# [What is required]
Retype the material below word for word, starting at the line that contains "[locate] large green" and ending at the final line of the material, with both of those lines included.

# [Extracted information]
_____

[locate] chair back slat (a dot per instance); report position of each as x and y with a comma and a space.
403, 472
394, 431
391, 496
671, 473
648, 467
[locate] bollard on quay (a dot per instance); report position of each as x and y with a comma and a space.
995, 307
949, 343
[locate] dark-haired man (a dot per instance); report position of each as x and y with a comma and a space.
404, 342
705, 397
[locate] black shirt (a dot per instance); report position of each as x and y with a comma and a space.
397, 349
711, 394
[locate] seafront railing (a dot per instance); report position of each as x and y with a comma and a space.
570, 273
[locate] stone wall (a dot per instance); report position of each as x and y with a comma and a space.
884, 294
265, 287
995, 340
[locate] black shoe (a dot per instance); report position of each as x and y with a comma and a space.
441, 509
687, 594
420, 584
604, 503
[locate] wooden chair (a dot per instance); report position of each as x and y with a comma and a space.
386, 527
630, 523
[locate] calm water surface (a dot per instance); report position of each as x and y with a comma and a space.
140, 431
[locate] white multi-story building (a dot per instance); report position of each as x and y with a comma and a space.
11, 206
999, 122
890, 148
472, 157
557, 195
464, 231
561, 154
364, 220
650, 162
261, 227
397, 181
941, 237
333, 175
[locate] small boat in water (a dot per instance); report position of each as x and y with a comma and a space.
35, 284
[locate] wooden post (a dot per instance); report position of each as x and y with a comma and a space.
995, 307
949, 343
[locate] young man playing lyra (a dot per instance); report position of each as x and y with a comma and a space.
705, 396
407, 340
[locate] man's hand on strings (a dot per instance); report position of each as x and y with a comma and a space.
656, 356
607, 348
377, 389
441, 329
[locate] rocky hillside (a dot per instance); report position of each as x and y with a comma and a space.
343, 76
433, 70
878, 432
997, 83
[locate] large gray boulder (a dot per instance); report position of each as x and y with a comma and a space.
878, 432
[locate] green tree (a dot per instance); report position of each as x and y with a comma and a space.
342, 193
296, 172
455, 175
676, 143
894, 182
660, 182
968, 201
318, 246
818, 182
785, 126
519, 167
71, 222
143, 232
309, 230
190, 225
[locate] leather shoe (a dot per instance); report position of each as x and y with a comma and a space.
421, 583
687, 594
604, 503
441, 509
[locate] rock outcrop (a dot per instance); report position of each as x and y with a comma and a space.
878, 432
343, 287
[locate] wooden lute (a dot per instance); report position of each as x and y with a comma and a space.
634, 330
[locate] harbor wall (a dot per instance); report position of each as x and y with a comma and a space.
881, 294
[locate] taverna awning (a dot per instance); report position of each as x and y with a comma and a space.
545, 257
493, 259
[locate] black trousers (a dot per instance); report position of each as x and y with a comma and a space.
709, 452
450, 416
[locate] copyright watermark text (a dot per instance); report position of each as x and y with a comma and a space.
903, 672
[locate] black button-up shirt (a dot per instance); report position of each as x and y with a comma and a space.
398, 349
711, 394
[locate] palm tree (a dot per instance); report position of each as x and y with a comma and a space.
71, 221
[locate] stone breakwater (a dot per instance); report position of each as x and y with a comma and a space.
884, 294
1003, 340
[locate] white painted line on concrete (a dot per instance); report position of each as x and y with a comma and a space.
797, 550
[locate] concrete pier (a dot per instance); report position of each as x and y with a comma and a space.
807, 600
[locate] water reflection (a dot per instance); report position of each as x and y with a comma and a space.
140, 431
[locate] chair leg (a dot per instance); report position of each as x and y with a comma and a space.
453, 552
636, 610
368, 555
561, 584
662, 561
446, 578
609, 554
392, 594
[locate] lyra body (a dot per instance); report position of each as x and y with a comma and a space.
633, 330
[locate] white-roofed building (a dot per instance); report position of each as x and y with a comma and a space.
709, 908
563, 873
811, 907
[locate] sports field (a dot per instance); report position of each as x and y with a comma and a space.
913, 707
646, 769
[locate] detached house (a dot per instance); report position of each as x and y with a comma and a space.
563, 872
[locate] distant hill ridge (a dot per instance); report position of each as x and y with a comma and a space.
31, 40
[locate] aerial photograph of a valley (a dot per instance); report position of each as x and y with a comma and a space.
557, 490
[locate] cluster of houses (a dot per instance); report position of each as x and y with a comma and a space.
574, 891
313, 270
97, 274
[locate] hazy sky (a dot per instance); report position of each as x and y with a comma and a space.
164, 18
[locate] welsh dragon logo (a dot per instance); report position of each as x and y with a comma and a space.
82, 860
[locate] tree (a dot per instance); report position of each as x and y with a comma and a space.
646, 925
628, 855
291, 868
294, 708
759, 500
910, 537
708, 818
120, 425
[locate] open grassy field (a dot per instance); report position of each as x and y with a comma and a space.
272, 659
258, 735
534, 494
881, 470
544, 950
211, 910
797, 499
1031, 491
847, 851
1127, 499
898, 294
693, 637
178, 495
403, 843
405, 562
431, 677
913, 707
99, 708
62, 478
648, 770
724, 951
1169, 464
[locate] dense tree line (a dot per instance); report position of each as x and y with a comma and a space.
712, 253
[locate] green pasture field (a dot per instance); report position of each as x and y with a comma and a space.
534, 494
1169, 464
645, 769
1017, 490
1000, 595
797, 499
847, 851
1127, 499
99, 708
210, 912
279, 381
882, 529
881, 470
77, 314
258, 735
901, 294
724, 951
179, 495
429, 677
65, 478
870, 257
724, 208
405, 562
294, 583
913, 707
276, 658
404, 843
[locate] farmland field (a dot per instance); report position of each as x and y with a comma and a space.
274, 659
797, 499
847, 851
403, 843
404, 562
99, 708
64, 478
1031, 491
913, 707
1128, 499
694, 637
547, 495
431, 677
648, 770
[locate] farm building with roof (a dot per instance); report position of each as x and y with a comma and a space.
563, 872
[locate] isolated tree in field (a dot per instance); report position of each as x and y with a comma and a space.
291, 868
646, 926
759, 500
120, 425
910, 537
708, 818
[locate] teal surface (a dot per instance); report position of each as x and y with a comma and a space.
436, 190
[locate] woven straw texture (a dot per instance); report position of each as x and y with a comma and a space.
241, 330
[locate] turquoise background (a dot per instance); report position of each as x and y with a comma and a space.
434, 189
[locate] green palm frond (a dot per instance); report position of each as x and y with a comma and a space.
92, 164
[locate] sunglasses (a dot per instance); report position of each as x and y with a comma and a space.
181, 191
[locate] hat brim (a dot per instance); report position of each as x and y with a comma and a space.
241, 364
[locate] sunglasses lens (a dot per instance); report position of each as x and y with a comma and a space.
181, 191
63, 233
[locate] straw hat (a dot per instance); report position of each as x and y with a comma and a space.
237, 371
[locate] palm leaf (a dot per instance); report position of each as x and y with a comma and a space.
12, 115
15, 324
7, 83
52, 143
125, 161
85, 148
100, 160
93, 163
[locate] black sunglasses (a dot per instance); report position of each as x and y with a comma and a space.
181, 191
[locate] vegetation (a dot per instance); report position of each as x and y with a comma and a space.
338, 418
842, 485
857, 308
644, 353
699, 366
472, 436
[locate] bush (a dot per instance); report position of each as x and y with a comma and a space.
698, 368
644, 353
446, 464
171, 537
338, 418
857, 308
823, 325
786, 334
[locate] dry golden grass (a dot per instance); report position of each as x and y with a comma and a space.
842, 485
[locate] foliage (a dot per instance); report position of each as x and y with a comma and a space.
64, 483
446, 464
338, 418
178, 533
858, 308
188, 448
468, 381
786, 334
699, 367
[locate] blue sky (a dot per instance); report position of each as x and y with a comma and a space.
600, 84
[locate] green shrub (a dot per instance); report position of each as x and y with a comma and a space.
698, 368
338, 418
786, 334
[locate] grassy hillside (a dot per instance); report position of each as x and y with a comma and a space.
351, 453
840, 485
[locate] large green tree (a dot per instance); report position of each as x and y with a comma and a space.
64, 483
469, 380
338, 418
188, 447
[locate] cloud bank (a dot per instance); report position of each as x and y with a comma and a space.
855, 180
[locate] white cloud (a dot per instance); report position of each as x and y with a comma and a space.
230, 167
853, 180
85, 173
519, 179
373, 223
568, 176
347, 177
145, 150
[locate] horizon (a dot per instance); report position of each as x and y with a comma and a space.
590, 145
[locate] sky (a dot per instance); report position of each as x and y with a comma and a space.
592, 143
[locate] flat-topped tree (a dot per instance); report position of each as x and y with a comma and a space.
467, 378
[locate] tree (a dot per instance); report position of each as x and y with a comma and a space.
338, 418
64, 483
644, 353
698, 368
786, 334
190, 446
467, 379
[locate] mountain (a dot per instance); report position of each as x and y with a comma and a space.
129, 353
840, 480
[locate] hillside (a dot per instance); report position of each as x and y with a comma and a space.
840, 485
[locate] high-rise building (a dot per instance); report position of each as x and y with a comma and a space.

_____

# [Answer to the exercise]
[locate] large green tree (a dot per instance); report position of each as x and y with a comma and a space.
64, 483
469, 380
338, 418
188, 447
[locate] cloud bank (a dot per instance); report position of each as x and y with a comma and a space.
855, 180
[locate] white cloud (a dot per instance); report position of each as x and y with a comma and a space.
230, 167
853, 180
85, 173
519, 179
373, 223
568, 176
347, 177
145, 150
[locate] horizon (a dot per instance); report position of each as x and y with a comma and a space.
590, 145
[locate] sky (a dot per instance); report position of each as x and y with a comma and a space.
592, 143
[locate] flat-topped tree (a dot per instance); report position of each as x and y with a comma and a space.
467, 378
[locate] tree (a dot per instance); report position of each as x and y with a comma and a space.
338, 418
64, 483
644, 353
698, 368
786, 334
190, 446
467, 379
[locate] mountain (a dot per instance); report position of each as x and y with a comma and a space.
129, 353
840, 480
[locate] hillside (a dot per instance); report position of each as x and y with a comma and a space.
840, 485
[locate] high-rise building (a dot per instance); report position of each as x and y with a comma and a space.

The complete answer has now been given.